What the exercise asks
Put the records, starting at their first line and ending at the line that contains "142), (10, 142)]", into a Markdown table with the columns Row and Line. Leave out blank lines.
--- Start Source records ---
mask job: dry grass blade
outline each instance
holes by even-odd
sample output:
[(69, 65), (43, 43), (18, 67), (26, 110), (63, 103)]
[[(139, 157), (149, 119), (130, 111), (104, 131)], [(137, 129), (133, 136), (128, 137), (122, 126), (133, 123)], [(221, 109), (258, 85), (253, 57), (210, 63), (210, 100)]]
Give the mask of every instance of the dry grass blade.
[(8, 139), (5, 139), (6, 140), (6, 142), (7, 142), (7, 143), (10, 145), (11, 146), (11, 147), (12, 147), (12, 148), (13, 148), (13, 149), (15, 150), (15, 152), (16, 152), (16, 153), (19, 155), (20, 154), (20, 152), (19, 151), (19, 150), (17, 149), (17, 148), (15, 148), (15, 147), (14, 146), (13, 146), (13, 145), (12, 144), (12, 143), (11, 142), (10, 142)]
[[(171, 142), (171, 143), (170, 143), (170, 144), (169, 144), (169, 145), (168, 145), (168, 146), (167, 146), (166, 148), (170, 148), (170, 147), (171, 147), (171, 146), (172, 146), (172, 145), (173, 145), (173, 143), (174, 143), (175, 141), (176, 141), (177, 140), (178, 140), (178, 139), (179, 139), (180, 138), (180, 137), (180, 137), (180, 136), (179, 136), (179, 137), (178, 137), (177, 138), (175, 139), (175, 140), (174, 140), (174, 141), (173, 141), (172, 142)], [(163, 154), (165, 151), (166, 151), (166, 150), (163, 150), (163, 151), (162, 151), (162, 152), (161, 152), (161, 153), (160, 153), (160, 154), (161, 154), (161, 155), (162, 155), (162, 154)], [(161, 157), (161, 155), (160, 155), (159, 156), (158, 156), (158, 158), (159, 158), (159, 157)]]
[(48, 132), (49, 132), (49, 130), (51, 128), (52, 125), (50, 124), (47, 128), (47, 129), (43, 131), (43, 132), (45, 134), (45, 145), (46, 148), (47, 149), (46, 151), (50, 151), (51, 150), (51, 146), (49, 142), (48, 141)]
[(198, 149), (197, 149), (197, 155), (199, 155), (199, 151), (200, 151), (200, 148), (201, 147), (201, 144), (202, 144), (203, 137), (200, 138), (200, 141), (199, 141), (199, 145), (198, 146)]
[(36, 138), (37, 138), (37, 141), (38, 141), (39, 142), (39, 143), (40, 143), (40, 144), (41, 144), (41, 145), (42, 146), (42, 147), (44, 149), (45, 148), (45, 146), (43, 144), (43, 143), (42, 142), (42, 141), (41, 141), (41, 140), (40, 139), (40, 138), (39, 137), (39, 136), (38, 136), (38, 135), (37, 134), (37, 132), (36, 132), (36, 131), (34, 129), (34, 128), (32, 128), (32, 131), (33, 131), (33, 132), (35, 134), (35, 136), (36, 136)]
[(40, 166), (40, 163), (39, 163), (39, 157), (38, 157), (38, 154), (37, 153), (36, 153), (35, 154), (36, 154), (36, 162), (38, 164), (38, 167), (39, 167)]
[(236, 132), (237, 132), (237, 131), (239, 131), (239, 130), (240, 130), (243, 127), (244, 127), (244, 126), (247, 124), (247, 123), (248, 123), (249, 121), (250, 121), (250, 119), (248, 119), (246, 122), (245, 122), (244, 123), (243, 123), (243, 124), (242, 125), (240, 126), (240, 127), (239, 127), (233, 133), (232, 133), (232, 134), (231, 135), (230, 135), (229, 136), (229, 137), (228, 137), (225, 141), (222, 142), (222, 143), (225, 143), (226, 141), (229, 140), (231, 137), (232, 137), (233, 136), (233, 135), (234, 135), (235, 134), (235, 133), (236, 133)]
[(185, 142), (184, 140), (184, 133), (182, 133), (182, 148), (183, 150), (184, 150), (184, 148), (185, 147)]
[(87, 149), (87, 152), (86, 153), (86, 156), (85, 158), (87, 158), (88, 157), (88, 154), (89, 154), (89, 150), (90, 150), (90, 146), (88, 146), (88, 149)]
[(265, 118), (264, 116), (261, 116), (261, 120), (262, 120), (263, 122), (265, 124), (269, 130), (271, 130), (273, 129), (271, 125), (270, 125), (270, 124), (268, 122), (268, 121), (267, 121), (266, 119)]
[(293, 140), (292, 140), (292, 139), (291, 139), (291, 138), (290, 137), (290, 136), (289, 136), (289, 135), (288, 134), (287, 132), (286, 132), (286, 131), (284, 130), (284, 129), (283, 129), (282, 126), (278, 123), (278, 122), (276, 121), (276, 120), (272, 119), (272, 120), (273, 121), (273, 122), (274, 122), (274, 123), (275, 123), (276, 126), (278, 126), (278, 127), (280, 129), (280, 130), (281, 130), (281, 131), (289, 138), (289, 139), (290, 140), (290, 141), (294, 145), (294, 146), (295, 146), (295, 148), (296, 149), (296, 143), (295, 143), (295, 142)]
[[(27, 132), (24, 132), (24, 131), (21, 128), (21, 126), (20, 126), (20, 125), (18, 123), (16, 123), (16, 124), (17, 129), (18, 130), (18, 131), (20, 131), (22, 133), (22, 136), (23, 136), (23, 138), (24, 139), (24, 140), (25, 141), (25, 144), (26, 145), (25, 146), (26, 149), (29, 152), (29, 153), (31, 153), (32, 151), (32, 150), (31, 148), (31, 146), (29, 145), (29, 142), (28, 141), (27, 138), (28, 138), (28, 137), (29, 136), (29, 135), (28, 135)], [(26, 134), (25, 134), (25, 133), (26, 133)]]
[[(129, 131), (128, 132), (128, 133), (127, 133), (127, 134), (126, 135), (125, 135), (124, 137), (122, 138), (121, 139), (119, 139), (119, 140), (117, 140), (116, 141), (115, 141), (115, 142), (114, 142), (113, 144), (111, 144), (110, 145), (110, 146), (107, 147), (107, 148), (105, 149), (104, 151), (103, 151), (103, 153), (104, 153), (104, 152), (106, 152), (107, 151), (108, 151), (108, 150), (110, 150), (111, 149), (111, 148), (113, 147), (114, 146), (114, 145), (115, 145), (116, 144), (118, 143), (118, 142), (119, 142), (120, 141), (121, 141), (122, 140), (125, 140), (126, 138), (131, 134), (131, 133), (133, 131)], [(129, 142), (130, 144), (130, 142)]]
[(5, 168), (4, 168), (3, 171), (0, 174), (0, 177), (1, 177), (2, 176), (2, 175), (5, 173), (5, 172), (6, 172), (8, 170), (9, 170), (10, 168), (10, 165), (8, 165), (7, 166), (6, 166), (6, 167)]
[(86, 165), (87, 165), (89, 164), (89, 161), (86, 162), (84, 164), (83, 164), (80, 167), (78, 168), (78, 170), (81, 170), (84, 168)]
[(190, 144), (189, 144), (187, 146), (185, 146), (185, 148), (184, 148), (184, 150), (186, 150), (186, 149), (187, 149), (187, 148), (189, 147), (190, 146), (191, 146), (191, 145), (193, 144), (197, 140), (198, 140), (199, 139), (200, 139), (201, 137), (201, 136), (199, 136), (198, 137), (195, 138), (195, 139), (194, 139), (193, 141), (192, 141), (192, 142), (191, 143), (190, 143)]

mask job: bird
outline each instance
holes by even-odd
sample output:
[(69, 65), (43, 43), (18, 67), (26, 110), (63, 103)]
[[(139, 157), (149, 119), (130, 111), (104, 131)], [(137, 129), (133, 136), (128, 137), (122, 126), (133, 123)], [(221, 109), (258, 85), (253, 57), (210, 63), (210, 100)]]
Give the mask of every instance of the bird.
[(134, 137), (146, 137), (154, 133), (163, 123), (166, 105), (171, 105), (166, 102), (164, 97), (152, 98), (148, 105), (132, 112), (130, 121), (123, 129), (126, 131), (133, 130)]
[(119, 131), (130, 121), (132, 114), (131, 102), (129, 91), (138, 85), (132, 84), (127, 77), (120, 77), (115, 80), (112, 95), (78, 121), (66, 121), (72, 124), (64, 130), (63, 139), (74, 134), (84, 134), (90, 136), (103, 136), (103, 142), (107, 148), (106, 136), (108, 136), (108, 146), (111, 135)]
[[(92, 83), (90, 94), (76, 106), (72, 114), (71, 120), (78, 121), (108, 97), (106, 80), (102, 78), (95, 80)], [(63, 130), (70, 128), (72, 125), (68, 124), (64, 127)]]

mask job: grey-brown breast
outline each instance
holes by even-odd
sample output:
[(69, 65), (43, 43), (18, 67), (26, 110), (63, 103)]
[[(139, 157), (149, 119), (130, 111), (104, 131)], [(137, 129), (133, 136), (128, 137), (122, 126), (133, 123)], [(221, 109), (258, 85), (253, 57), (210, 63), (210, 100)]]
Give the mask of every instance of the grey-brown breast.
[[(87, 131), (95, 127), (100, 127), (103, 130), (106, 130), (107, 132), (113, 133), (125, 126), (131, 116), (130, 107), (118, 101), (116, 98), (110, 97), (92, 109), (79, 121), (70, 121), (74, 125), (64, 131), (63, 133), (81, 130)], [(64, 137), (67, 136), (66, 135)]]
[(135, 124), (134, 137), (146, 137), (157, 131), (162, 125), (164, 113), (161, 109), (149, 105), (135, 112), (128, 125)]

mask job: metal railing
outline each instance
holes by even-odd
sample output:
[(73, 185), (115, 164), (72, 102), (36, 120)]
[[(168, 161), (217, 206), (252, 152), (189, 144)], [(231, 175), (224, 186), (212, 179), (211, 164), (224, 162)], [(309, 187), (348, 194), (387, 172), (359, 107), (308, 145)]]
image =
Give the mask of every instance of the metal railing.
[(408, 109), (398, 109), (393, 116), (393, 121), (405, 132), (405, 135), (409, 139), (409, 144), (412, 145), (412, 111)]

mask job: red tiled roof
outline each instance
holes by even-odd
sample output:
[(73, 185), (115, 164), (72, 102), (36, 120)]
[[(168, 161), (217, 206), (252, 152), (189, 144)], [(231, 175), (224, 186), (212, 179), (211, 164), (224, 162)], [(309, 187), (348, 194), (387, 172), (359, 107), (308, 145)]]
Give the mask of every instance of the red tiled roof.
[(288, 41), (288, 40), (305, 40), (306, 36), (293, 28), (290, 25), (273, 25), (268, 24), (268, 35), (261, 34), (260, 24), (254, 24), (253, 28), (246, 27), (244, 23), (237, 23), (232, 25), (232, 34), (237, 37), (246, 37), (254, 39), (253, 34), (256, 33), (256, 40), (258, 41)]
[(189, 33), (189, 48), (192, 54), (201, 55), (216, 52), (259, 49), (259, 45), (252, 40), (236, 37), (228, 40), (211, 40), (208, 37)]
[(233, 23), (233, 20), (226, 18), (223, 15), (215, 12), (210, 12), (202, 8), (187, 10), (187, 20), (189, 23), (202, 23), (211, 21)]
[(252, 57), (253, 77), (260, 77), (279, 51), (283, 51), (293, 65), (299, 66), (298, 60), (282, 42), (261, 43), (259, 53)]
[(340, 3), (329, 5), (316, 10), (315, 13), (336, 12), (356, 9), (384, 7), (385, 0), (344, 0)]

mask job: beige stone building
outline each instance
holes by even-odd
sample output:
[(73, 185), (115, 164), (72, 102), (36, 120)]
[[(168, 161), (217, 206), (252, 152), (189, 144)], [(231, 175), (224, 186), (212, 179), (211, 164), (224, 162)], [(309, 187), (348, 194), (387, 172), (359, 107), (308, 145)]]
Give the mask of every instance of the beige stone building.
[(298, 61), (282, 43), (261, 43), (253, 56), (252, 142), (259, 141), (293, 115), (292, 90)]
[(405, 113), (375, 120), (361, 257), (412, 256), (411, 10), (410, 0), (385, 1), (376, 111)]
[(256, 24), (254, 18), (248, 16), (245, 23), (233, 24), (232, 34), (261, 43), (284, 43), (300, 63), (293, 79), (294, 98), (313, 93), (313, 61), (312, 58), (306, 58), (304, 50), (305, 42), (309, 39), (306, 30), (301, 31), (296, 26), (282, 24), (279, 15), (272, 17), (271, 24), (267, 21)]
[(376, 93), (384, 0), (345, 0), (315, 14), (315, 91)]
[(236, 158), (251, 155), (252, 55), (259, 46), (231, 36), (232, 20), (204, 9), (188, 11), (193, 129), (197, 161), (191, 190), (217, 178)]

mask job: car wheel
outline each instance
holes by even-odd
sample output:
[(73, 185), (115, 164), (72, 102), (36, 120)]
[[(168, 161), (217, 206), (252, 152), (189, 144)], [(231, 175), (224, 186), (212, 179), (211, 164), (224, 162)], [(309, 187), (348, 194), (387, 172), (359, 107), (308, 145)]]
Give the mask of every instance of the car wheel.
--- End Source records ---
Task response
| Row | Line |
|---|---|
| 1 | mask job: dry grass blade |
| 2 | outline each instance |
| 3 | holes by even-odd |
| 4 | sample output: |
| 5 | [(69, 65), (43, 43), (18, 67), (26, 110), (63, 103)] |
| 6 | [[(139, 157), (149, 119), (130, 111), (104, 131)], [(137, 129), (133, 136), (128, 137), (122, 126), (133, 123)], [(221, 109), (258, 85), (253, 57), (210, 63), (210, 100)]] |
| 7 | Give the mask of every instance of the dry grass blade. |
| 8 | [(8, 139), (5, 139), (6, 140), (6, 142), (7, 142), (7, 143), (10, 145), (11, 146), (11, 147), (12, 147), (12, 148), (13, 148), (13, 149), (15, 150), (15, 152), (16, 152), (16, 153), (19, 155), (20, 154), (20, 152), (19, 151), (19, 150), (17, 149), (17, 148), (15, 148), (15, 147), (14, 146), (13, 146), (13, 145), (12, 144), (12, 143), (11, 142), (10, 142)] |